[Object position labeling entries]
◆ ◆ ◆ ◆ ◆ ◆ ◆

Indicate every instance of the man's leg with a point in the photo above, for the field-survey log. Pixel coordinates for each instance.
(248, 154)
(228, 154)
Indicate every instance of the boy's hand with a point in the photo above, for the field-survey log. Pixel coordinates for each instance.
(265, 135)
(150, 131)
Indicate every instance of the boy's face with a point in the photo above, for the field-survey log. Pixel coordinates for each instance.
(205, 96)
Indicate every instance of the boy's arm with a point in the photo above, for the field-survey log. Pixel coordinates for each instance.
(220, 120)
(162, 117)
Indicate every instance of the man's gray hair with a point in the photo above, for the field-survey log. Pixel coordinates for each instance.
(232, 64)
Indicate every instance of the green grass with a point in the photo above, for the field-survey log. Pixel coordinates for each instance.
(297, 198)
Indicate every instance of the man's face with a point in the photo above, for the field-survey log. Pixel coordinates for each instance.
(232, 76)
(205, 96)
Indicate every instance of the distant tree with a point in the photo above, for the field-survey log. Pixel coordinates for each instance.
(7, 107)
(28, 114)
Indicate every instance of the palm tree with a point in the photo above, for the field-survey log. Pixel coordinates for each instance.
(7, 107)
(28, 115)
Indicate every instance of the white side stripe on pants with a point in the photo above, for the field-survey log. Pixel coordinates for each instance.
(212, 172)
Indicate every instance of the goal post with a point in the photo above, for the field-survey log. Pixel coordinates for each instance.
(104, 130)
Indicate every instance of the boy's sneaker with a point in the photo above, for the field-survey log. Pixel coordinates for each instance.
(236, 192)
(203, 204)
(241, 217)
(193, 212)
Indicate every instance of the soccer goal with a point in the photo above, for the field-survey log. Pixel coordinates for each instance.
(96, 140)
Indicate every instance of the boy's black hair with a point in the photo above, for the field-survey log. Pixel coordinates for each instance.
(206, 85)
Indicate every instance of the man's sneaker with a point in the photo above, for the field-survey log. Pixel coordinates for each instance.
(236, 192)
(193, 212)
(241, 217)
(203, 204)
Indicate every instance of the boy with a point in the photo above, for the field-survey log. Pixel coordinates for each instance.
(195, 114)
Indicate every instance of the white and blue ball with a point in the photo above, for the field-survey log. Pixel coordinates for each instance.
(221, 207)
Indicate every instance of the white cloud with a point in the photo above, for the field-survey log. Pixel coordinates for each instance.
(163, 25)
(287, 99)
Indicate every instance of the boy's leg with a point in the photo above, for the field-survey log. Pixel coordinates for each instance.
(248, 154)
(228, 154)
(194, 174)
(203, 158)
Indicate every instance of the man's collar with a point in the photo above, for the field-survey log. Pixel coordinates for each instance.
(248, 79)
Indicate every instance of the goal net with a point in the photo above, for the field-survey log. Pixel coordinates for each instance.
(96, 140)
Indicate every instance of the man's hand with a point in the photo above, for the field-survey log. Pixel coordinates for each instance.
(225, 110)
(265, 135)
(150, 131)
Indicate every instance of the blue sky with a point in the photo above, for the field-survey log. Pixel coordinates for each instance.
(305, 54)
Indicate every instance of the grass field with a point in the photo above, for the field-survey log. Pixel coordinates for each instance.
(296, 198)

◆ ◆ ◆ ◆ ◆ ◆ ◆

=== SHORT PROBLEM ===
Give all of the records above as a JSON list of strings, one string per line, leaving out any blank lines.

=== RESPONSE TO THE EXERCISE ===
[
  "Indicate every instance of the man's leg with a point in the photo above, for the field-survey log. Pixel coordinates for each instance.",
  "(248, 154)",
  "(228, 154)",
  "Indicate every instance of the boy's hand with a point in the photo above, for the field-survey log. Pixel coordinates for each instance.",
  "(265, 135)",
  "(150, 131)",
  "Indicate every instance of the boy's face with a point in the photo above, for the field-survey log. Pixel coordinates for each instance.",
  "(205, 96)",
  "Indicate every instance of the boy's arm with a point in the photo above, for the field-survey log. Pixel coordinates for each instance.",
  "(220, 120)",
  "(162, 117)",
  "Indicate every instance of the man's gray hair with a point in the photo above, for the field-survey log. Pixel coordinates for each instance.",
  "(232, 64)",
  "Indicate every instance of the green grass with a point in the photo above, for the field-survey log. Pixel coordinates for each instance.",
  "(297, 198)",
  "Indicate every instance of the man's face with a point in the photo above, for the field-survey log. Pixel coordinates for each instance.",
  "(232, 76)",
  "(205, 96)",
  "Indicate every instance of the distant tree with a point in the photo above, for the field-survey log. Pixel coordinates for each instance.",
  "(7, 107)",
  "(28, 114)",
  "Indicate every instance of the palm tree with a point in the photo above, for the field-survey log. Pixel coordinates for each instance.",
  "(7, 107)",
  "(28, 115)",
  "Indicate every instance of the white side stripe on pants with a point in the photo above, for the field-survey log. Pixel coordinates for each instance.",
  "(212, 172)",
  "Indicate every instance of the goal post with a point in the photo above, for the field-survey log. Pixel coordinates for each instance.",
  "(104, 130)",
  "Indicate every instance of the boy's sneaker with a point in the photo above, for the field-survey log. Pixel coordinates for each instance.",
  "(236, 192)",
  "(203, 204)",
  "(241, 217)",
  "(193, 212)",
  "Indicate every instance of the soccer goal with a point in the photo above, for the field-survey log. Pixel coordinates for each instance.",
  "(96, 140)",
  "Indicate every instance of the boy's black hair with a point in the photo above, for the field-survey log. Pixel coordinates for each instance.",
  "(206, 85)",
  "Indicate every instance of the man's sneaker with a point in the photo above, for the field-survey log. Pixel coordinates for each instance.",
  "(236, 192)",
  "(193, 212)",
  "(241, 217)",
  "(203, 204)",
  "Indicate every instance of the boy with a point in the photo above, for the field-survey log. Pixel coordinates for each instance.",
  "(195, 114)",
  "Indicate every instance of the white and blue ball with a point in the photo above, for the field-survey log. Pixel coordinates for each instance.",
  "(221, 207)",
  "Indicate every instance of the white cloud with a point in the photo above, for the field-survey log. Pixel coordinates for each instance.",
  "(163, 25)",
  "(287, 99)",
  "Indicate every instance of the boy's leg with a point in the photo above, for the field-survey log. Pixel coordinates for each instance.",
  "(248, 154)",
  "(228, 154)",
  "(194, 174)",
  "(203, 158)",
  "Indicate every instance of the man's collar with a point in the photo above, for the field-survey log. Pixel coordinates for each instance.",
  "(248, 79)",
  "Indicate every instance of the goal net with a point in the photo above, for the field-survey log. Pixel coordinates for each instance.",
  "(96, 140)",
  "Indicate every instance of the man's hand with a point in the photo above, for the field-survey log. Pixel coordinates for each instance.",
  "(225, 110)",
  "(265, 135)",
  "(150, 131)",
  "Indicate every instance of the blue sky with a point in the photo above, for the field-survey log. Pixel coordinates for each instance.",
  "(305, 54)",
  "Indicate every instance of the grass field with a point in the photo above, for the field-survey log. Pixel coordinates for each instance.",
  "(296, 198)"
]